>> start WORKING DATA

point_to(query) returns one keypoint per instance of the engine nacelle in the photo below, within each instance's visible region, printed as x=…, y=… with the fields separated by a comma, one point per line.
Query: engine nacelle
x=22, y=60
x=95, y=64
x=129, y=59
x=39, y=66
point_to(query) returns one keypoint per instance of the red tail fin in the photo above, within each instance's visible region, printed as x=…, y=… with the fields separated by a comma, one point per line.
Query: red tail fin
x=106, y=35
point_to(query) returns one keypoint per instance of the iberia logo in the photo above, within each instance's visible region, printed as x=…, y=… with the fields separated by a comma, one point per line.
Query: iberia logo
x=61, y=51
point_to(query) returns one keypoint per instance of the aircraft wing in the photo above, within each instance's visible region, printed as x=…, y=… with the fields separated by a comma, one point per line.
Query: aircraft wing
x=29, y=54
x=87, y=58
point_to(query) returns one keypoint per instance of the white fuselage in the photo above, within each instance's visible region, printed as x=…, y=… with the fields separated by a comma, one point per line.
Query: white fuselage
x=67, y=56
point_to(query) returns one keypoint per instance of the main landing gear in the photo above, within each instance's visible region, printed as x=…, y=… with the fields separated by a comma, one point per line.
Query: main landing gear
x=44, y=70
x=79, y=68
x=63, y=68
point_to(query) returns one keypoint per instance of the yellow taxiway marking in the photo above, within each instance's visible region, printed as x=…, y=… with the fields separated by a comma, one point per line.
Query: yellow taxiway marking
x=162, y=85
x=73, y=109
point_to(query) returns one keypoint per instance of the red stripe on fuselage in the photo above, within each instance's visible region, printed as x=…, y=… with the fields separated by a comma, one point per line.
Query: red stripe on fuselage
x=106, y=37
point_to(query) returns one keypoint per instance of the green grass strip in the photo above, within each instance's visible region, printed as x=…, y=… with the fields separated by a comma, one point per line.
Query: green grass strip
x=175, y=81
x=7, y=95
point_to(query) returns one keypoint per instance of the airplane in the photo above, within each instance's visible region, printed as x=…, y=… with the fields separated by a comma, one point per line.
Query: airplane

>> end WORKING DATA

▶ _TASK_
Reproduce the records above, substituting "location" for every occurrence of "keypoint" and keeping everything else the same.

▶ _TASK SOLUTION_
point_to(query) returns one location per instance of the engine nacelle in the photo below, within each instance's visible region, printed as x=…, y=… with the fields separated by a comma, one point per line.
Query: engine nacelle
x=22, y=60
x=95, y=64
x=129, y=59
x=39, y=66
point_to(query) returns one location per instance of the red tail fin in the photo above, within each instance's visible region, printed as x=…, y=… with the fields separated by a comma, one point per line.
Query: red tail fin
x=106, y=35
point_to(query) returns one location per instance of the iberia logo in the photo above, within each instance's visible region, printed as x=…, y=… with the fields separated by a comma, one point per line.
Query: iberia logo
x=61, y=51
point_to(query) returns one location per instance of the aircraft wing in the photo above, within each instance's visible region, printed as x=…, y=… with the fields separated by a comma, one point per line.
Query: aircraft wing
x=29, y=54
x=87, y=58
point_to(query) returns one location per instance of the white fuselage in the photo above, within each instance's visible region, printed as x=…, y=… with the fields separated by a comma, one point per line.
Query: white fuselage
x=67, y=56
point_to(query) returns one location per instance of the main landing gear in the photo above, within each instance's visible region, printed as x=…, y=… with the fields separated by a comma, one point per line.
Query: main landing gear
x=44, y=70
x=79, y=68
x=63, y=68
point_to(query) returns one location per instance of the yellow taxiway marking in the photo above, within each instance's visible region, printed as x=…, y=… with the fields separated by a comma, one point per line.
Query: yellow taxiway marking
x=162, y=85
x=73, y=109
point_to(query) returns one location per instance of the red stripe on fuselage in the photo above, within each instance's visible region, printed as x=…, y=… with the fields separated by a comma, one point per line.
Query: red stripe on fuselage
x=106, y=37
point_to(query) returns one location per instance of the green grass strip in the photo above, within each instance's visible region, printed as x=…, y=… with the fields separated by a comma, one point per line.
Query: green grass strip
x=175, y=81
x=7, y=95
point_to(query) returns one location per instance of the airplane in the photo above, within each instance's visible region, printed as x=…, y=… with the fields separated by a comma, one point per line.
Query: airplane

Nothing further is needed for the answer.